### What is expected
Convert the lines below into a JSON list of strings, one string per line and no blank lines. Start with the line containing "Your task is to locate the dense" and continue through the end of the records.

### Record extracts
::::

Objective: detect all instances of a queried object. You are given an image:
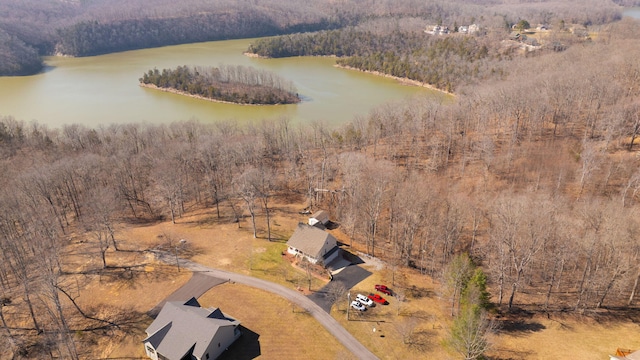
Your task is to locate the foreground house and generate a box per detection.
[309,210,329,226]
[287,223,339,265]
[142,298,240,360]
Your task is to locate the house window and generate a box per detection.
[147,345,156,355]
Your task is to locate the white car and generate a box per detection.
[356,294,373,306]
[351,300,367,311]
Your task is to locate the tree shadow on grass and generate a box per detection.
[218,325,262,360]
[497,320,547,336]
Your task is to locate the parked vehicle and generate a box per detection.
[375,285,393,296]
[351,300,367,311]
[356,294,373,306]
[368,294,389,305]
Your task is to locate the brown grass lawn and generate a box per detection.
[68,204,640,360]
[199,284,355,359]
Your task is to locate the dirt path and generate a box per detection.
[154,251,378,360]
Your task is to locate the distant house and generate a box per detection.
[142,298,241,360]
[287,223,340,265]
[309,210,329,226]
[609,349,640,360]
[424,25,449,35]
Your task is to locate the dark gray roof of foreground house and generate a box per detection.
[143,298,240,359]
[287,223,337,258]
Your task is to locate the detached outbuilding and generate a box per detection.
[309,210,329,226]
[287,223,340,265]
[142,298,241,360]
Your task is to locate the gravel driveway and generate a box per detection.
[308,265,371,313]
[154,251,378,360]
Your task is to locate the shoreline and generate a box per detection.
[242,51,456,96]
[139,82,302,106]
[333,64,456,96]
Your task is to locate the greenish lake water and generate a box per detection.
[0,39,443,127]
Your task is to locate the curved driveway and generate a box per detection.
[155,251,378,360]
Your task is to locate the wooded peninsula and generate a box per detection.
[0,0,640,360]
[139,66,300,105]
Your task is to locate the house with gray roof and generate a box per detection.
[142,298,241,360]
[287,223,340,265]
[309,210,329,226]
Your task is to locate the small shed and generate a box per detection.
[309,210,329,226]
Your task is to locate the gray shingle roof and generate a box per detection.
[287,223,337,259]
[143,298,240,360]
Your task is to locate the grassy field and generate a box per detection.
[70,201,640,360]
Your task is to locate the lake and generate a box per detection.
[0,39,443,127]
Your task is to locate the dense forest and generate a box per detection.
[0,0,640,359]
[0,15,640,357]
[140,66,300,105]
[0,0,628,76]
[248,28,498,92]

::::

### Task response
[
  "Your task is to locate the dense forest and generate a box per detection.",
  "[0,0,640,359]",
  "[0,15,640,357]",
  "[140,66,300,105]",
  "[0,0,628,76]",
  "[248,28,498,92]"
]